▶ [The input]
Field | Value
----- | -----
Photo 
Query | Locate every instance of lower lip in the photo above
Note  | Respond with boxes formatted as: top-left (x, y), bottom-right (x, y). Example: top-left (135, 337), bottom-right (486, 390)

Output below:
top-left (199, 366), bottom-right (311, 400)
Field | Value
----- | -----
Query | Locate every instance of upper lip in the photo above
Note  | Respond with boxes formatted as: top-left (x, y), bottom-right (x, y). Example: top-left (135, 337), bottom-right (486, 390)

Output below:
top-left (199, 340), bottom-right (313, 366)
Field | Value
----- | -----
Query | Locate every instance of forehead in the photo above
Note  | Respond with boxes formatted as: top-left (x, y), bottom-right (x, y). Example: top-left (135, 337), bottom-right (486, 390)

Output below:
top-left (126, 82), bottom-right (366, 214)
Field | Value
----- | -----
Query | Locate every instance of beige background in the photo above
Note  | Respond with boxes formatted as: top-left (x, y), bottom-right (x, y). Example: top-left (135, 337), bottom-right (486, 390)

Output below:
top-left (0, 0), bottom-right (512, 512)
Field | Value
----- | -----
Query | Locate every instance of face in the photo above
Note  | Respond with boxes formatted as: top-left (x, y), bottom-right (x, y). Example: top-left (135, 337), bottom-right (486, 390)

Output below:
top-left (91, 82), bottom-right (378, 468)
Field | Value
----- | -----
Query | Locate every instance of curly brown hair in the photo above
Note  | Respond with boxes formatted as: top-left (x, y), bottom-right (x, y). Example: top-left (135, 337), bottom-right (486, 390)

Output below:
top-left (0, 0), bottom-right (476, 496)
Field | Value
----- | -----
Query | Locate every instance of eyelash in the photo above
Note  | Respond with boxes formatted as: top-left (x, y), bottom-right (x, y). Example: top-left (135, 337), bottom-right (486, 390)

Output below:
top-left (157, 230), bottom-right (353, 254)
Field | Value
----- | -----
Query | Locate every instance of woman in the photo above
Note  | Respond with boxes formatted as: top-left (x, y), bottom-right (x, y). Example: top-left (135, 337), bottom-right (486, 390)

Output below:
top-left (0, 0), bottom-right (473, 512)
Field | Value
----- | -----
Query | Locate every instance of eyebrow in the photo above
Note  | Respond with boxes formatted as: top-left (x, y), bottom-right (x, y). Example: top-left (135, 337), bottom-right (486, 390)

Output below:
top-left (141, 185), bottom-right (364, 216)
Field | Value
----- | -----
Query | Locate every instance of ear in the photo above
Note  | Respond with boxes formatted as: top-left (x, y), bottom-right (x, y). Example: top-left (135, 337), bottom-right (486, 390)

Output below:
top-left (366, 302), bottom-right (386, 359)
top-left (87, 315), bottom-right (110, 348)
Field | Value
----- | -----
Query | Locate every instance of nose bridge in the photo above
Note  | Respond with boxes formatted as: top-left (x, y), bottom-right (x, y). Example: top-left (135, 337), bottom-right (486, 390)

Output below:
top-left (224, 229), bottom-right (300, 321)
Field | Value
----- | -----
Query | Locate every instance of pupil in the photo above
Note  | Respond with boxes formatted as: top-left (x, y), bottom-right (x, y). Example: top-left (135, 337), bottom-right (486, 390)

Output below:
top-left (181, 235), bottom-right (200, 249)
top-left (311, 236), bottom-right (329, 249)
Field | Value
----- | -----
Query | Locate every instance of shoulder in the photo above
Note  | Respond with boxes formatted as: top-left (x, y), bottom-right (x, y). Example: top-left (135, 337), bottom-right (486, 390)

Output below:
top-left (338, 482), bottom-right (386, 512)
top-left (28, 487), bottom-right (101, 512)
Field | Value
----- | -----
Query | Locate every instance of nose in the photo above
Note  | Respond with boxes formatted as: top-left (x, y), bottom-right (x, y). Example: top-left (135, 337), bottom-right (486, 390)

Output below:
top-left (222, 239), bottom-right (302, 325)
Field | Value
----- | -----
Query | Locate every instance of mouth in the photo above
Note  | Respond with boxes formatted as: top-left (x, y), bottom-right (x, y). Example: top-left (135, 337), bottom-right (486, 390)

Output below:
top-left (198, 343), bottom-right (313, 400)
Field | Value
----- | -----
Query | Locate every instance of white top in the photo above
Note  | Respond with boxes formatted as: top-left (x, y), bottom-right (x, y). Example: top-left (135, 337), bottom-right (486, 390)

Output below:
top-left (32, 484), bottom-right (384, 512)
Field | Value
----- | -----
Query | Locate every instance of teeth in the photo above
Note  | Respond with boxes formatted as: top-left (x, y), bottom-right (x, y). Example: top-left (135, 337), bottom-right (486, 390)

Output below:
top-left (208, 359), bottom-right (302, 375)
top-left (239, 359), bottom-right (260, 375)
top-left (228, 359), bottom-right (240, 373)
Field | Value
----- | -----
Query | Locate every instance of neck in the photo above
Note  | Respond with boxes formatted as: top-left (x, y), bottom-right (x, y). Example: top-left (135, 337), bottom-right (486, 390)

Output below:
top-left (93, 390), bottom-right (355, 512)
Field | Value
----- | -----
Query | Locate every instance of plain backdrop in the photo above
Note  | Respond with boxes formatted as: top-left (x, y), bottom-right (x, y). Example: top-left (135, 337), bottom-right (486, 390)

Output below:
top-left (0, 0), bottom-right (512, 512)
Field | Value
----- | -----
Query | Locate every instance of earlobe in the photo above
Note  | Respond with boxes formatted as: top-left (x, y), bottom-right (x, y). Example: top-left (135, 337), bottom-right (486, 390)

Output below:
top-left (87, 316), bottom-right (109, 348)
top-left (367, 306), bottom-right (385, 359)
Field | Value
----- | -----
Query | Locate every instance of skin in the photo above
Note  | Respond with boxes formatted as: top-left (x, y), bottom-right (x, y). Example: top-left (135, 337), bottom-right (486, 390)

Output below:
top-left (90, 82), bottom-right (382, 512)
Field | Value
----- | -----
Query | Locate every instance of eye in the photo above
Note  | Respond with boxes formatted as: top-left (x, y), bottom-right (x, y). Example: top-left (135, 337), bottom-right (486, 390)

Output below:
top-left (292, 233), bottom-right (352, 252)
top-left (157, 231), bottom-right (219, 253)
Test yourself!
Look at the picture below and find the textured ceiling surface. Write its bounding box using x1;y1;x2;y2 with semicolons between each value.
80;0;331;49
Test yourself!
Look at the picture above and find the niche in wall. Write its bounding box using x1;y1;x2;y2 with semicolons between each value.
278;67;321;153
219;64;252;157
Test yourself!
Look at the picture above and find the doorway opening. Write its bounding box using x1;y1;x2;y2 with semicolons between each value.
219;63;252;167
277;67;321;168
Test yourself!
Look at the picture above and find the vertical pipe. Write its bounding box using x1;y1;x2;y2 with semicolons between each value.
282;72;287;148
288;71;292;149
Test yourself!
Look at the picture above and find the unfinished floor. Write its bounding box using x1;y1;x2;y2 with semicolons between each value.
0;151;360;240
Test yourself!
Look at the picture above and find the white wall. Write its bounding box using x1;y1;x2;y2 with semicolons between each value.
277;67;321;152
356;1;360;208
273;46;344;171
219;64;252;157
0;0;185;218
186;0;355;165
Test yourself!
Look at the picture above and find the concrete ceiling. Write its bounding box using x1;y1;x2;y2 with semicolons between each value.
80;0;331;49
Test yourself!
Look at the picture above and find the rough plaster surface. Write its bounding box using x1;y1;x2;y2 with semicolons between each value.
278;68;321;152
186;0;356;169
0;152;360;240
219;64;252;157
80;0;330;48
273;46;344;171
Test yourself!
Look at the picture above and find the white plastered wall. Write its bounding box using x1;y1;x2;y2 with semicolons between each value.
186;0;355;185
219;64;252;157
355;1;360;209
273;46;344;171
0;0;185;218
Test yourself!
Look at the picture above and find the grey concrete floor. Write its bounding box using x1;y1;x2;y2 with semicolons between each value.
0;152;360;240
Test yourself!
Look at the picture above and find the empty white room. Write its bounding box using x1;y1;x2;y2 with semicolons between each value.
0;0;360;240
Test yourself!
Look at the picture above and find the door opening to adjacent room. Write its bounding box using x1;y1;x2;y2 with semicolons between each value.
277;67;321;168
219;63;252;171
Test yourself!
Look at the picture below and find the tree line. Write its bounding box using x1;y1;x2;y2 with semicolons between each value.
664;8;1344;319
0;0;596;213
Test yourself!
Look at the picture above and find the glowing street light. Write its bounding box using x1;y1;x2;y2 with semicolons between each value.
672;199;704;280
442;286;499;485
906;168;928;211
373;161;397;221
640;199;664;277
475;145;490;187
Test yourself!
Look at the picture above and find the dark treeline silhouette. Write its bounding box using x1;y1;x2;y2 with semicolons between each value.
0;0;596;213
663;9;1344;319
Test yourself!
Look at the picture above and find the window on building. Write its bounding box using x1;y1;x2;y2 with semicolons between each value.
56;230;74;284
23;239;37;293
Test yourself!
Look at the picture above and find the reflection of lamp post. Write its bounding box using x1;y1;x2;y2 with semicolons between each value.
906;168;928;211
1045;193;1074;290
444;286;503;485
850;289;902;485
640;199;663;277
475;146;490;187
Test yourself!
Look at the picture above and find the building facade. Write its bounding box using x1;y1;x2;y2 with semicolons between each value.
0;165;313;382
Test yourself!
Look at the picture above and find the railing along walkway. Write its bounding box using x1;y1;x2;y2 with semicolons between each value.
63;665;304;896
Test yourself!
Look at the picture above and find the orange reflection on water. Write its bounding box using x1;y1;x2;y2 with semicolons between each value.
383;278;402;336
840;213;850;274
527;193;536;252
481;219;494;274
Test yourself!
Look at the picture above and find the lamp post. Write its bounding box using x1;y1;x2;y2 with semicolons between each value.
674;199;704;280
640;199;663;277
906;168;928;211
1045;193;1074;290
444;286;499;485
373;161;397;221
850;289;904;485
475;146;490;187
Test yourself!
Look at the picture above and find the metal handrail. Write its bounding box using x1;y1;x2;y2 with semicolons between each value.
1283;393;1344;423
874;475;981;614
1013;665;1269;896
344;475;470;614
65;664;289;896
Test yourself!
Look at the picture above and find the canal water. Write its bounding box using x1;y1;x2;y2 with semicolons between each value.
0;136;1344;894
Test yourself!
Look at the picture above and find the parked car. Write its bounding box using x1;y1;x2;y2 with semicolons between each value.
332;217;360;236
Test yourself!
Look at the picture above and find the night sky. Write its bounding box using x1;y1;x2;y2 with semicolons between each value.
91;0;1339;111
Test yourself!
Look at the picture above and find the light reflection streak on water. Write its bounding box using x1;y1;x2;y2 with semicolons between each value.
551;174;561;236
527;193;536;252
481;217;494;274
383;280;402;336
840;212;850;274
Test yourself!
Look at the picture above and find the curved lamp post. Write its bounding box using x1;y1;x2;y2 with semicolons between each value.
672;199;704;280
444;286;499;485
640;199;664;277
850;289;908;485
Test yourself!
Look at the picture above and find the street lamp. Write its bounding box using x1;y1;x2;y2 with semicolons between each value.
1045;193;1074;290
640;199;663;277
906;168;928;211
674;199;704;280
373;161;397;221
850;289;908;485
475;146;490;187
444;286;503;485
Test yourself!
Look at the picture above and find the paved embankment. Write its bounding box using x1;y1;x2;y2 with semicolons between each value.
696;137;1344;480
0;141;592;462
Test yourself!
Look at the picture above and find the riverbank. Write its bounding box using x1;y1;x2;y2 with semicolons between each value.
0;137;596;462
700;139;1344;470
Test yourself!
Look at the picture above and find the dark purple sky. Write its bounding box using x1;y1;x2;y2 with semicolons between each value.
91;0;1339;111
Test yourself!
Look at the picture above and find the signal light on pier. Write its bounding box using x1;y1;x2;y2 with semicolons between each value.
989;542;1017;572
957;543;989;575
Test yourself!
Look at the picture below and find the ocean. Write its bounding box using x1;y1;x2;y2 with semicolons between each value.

▶ [Goal] Turn the records above, from their first line through the line holding "top-left (126, 82), bottom-right (366, 214)", inclusive, into a numbered list, leaving out any blank lines.

▶ [Solution to the exercise]
1. Field | Value
2. ----- | -----
3. Photo 
4. Query | Locate every instance of lower lip in the photo above
5. Note  | Respond with boxes formatted as: top-left (x, y), bottom-right (x, y). Example: top-left (135, 337), bottom-right (486, 390)
6. Output below:
7. top-left (199, 366), bottom-right (311, 400)
8. Field | Value
9. ----- | -----
10. Query | Locate every instance of upper lip in the photo above
11. Note  | Respond with boxes formatted as: top-left (x, y), bottom-right (x, y). Example: top-left (135, 337), bottom-right (486, 390)
12. Output below:
13. top-left (199, 340), bottom-right (313, 366)
14. Field | Value
15. ----- | -----
16. Query | Locate every instance of forehead in the photo above
17. Note  | Respond with boxes formatted as: top-left (x, y), bottom-right (x, y). Example: top-left (135, 337), bottom-right (486, 390)
18. Output below:
19. top-left (126, 82), bottom-right (366, 214)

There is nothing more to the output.